§ The task
Please repeat the records exactly from their first line, finishing at the line containing "Target: horse" and including it.

§ Supplied records
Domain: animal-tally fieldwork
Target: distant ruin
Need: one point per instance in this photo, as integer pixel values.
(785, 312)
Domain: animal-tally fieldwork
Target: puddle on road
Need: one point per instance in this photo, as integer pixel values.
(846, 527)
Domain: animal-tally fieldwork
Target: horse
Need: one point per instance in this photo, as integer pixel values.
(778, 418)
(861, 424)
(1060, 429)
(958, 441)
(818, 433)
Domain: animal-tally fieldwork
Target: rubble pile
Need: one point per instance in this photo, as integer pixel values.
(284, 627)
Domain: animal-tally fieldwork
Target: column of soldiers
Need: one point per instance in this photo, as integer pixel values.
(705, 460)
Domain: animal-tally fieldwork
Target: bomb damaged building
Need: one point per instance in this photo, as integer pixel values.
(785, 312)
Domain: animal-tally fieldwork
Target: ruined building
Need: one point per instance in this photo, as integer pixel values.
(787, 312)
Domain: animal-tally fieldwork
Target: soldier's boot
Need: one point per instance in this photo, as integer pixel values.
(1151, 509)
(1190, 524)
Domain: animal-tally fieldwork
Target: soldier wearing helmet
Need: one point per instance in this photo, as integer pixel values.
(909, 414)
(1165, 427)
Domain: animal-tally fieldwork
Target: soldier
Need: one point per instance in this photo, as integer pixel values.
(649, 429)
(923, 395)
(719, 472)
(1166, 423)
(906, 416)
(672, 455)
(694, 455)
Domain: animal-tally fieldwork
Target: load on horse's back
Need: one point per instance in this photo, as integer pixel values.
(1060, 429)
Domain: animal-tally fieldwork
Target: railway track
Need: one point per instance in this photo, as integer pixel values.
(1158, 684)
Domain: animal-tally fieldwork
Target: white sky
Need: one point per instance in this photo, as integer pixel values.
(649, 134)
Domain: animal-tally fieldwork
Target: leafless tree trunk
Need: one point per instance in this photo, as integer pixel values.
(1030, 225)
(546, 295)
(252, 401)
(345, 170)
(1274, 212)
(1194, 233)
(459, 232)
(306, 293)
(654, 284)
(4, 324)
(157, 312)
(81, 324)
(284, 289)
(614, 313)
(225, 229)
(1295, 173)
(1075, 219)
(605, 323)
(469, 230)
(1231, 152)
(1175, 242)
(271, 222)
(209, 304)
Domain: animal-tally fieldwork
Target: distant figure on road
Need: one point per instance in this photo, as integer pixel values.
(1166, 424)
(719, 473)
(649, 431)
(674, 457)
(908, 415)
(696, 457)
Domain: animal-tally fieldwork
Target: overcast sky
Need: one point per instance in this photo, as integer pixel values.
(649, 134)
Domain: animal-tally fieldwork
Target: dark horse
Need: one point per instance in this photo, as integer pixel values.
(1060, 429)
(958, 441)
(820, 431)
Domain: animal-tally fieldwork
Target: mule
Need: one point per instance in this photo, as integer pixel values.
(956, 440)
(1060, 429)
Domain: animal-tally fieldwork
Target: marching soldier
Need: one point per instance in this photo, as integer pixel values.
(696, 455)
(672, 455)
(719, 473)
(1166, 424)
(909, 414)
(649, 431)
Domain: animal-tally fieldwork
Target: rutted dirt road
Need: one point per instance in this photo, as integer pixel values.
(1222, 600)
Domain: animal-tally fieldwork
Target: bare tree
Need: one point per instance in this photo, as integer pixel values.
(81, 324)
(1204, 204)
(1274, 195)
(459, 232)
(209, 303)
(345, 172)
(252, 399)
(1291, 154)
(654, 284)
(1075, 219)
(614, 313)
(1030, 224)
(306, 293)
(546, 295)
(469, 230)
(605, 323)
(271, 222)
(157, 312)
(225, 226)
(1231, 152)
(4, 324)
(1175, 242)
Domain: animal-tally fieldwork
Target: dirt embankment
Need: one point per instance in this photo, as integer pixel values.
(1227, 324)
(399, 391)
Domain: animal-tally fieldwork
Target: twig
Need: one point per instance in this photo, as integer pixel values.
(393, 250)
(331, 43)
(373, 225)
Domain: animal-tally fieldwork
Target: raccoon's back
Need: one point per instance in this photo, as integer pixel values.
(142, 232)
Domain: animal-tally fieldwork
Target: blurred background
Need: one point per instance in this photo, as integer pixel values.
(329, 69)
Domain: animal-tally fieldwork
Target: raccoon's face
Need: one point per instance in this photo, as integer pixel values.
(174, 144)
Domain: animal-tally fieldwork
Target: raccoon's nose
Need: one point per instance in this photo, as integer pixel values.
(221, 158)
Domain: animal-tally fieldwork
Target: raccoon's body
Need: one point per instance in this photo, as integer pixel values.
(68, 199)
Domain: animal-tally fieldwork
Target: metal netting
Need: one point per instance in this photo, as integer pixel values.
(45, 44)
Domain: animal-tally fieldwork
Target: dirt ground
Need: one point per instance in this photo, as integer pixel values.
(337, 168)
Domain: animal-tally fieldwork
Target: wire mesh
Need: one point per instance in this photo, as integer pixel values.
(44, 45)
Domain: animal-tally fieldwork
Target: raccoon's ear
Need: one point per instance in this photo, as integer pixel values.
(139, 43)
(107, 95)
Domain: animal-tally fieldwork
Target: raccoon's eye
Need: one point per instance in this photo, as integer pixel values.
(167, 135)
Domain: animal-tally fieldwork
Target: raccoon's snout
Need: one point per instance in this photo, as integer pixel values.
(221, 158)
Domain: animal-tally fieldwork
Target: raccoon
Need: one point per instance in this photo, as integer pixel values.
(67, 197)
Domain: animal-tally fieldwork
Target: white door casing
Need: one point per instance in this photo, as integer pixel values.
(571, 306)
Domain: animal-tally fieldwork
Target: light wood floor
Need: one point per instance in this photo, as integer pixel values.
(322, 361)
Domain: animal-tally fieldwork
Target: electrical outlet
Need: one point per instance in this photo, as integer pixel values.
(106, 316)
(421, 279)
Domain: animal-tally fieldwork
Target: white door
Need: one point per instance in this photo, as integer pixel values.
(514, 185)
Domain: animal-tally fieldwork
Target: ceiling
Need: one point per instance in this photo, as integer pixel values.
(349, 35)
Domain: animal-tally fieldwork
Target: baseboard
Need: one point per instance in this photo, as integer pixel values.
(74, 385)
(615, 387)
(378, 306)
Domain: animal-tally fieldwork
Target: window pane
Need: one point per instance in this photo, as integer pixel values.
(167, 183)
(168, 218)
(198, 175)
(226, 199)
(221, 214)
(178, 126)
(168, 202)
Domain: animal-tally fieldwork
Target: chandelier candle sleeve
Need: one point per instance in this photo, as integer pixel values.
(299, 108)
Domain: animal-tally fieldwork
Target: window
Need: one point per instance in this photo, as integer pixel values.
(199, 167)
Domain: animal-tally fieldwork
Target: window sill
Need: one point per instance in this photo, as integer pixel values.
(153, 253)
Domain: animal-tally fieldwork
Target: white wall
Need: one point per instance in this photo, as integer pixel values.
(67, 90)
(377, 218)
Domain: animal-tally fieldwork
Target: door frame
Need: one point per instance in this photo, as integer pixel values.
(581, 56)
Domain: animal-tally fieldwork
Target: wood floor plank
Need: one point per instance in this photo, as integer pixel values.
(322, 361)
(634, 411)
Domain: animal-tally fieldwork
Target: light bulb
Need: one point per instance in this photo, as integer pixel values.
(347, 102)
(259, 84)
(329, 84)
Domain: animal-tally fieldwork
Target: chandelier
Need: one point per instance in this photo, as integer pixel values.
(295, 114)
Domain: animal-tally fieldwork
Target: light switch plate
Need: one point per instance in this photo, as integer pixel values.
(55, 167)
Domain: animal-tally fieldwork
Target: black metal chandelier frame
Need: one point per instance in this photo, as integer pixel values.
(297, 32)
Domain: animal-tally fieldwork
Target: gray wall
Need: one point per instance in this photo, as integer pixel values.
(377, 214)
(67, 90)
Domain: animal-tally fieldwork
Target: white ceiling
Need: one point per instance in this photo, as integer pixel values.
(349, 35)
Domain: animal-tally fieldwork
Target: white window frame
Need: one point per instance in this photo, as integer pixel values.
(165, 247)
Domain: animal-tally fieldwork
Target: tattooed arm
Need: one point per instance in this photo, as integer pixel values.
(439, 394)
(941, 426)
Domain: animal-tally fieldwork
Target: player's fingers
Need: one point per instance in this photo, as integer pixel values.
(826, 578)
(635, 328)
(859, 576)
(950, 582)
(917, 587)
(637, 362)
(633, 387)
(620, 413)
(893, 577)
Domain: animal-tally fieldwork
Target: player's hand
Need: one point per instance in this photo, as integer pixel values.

§ Answer for this exercise
Domain: animal-tally fieldwork
Target: distant ruin
Need: one point per instance in this photo, as integer pixel values.
(785, 312)
Domain: animal-tally fieldwork
Target: puddle on road
Need: one point per instance in this photo, as integer pixel values.
(846, 527)
Domain: animal-tally fieldwork
Target: horse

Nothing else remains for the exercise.